TASK OBJECTIVE — Go line by line through the entries and show those that hold the string "concrete".
---- DATA UNDER STUDY
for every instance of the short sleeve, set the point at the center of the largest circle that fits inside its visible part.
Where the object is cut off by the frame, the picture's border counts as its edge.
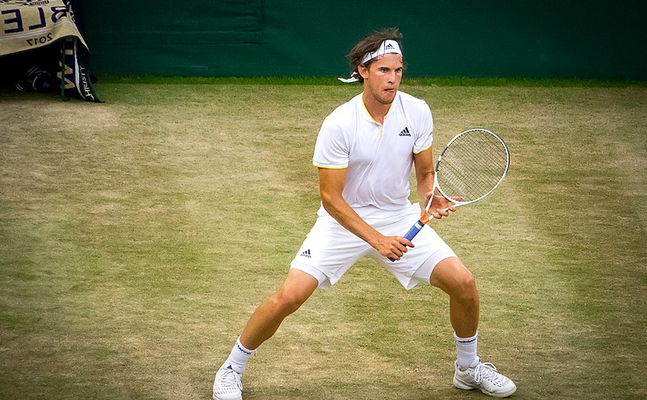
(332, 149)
--------
---- DATA UNDER STUDY
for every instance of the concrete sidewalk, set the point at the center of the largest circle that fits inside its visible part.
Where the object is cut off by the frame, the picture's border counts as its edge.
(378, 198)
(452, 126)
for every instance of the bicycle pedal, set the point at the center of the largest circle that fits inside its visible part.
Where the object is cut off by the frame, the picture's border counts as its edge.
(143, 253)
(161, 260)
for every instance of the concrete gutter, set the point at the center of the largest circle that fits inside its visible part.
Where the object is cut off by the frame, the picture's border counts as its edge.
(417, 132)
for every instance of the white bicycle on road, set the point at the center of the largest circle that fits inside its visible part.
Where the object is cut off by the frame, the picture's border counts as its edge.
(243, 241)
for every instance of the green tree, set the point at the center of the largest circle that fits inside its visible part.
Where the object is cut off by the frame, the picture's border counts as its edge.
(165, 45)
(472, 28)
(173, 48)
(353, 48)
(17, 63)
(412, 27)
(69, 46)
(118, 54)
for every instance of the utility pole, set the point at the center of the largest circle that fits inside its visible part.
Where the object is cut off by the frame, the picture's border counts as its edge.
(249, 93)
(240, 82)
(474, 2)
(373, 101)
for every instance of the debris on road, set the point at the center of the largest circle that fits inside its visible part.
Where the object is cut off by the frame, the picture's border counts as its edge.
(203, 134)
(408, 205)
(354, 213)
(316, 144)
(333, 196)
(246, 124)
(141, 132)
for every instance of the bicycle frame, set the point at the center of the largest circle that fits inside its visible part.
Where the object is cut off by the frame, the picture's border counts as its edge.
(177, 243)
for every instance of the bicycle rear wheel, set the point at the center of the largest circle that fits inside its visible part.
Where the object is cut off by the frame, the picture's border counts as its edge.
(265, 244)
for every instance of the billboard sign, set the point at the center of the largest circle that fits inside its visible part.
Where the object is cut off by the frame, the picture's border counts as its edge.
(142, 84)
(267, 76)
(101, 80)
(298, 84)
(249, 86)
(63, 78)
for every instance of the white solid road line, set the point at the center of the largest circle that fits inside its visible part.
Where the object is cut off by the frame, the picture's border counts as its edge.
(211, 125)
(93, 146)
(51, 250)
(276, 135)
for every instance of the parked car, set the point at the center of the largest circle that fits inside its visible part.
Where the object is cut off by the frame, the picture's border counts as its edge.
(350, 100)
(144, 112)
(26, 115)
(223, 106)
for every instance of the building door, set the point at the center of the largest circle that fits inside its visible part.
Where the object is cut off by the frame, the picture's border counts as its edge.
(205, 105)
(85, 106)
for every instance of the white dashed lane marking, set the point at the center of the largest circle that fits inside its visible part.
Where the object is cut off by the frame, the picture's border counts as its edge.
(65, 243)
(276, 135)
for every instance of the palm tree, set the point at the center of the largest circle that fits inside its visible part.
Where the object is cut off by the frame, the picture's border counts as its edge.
--------
ANSWER TO THIS EXERCISE —
for every instance of the concrete sidewalk, set the point at the center of the largest circle that fits inside its visible part.
for every instance of the concrete gutter, set the point at the center of the largest circle that fits inside its visible part.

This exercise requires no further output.